### YOUR GOAL
Arrange the stretch from the line containing "Where can you spot the tall golden" through the last item as a two-column CSV with the headers instruction and location. Give one row per item, with its text and its answer each in a single quoted field and any line breaks replaced by spaces.
──────── RAW RECORDS ────────
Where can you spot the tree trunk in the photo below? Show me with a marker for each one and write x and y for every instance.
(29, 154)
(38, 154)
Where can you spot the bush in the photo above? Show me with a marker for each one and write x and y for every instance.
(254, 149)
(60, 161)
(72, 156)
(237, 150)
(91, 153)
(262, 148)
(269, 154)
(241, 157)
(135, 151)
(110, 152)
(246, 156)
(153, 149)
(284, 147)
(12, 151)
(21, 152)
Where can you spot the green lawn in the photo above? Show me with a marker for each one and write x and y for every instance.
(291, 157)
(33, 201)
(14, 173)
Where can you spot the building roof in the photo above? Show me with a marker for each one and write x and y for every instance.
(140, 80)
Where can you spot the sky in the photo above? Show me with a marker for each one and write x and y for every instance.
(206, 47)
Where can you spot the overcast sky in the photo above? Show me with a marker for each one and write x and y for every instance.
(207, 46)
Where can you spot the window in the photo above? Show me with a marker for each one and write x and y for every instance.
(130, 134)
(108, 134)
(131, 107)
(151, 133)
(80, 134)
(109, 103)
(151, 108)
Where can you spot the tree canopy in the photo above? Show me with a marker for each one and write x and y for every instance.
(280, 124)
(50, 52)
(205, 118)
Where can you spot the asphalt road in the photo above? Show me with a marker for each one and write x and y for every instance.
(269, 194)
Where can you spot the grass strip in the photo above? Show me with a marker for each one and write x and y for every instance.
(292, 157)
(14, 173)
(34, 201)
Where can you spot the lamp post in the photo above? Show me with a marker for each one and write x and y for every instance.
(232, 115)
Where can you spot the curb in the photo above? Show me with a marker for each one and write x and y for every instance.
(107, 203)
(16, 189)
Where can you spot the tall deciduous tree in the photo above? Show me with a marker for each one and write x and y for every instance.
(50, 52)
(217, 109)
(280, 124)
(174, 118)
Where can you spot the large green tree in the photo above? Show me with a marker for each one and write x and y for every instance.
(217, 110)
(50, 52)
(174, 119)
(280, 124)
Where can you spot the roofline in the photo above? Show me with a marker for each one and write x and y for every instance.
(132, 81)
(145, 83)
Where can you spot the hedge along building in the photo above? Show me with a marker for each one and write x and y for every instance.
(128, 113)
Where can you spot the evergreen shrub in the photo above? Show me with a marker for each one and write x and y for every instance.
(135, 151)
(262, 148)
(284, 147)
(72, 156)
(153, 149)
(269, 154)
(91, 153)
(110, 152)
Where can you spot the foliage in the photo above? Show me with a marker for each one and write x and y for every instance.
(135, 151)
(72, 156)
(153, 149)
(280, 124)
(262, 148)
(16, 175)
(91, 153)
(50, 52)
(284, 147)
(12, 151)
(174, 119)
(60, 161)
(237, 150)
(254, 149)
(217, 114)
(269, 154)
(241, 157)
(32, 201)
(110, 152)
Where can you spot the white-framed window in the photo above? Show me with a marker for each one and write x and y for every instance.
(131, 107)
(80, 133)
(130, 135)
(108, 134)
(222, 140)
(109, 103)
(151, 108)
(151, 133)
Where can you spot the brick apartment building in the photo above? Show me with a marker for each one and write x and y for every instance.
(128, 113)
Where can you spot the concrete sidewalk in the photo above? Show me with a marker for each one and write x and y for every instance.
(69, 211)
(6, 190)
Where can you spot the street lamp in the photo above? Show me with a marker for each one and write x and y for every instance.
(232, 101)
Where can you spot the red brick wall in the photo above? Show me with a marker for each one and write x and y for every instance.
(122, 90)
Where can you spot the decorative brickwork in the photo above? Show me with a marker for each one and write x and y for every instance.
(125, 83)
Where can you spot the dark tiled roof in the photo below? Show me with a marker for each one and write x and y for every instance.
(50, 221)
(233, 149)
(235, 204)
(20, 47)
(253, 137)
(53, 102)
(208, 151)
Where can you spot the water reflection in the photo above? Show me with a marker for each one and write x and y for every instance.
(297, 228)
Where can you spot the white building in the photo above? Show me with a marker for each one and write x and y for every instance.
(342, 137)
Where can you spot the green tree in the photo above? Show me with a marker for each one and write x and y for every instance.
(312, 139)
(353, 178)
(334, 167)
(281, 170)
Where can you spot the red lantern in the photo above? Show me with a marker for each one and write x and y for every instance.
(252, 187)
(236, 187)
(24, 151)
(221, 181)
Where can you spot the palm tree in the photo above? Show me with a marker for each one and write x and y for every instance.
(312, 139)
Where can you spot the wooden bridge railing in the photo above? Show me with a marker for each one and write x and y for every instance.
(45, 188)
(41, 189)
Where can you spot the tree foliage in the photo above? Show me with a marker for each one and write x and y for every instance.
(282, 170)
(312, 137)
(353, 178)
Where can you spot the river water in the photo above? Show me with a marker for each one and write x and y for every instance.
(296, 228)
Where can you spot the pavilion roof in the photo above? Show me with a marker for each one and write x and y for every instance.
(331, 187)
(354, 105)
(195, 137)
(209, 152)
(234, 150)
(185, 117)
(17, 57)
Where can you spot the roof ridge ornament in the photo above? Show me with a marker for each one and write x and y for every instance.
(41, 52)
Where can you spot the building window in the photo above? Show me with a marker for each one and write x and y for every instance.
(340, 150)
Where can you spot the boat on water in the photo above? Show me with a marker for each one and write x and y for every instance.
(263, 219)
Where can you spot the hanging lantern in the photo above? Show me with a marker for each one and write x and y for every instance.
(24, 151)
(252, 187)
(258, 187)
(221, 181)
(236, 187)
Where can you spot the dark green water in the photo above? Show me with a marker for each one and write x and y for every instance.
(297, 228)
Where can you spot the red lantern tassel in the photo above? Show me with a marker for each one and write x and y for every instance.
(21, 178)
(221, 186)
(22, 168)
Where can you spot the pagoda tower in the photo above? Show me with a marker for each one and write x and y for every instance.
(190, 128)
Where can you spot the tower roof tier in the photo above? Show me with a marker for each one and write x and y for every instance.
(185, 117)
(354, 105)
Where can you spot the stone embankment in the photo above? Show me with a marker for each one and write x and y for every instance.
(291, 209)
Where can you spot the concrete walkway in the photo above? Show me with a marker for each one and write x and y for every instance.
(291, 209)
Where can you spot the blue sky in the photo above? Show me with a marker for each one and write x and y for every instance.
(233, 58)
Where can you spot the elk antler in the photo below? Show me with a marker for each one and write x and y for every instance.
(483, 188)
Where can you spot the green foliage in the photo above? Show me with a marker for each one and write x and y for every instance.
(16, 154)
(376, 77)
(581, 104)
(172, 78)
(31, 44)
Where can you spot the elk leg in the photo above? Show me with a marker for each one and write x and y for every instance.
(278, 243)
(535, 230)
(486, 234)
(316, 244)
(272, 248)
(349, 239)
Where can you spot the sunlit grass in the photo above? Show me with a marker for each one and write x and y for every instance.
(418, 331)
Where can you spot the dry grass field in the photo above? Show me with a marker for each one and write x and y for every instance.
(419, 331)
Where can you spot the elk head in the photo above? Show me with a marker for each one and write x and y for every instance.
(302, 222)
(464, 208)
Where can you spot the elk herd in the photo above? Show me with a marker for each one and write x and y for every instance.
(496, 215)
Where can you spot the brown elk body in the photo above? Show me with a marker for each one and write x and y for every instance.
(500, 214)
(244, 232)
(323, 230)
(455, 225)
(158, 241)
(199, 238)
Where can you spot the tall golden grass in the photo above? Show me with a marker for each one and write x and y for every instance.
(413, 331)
────────
### THE RESPONSE
instruction,location
"Where can you spot the tall golden grass in the photo above? Show me with a marker for each one and write x and y for every instance.","(413, 331)"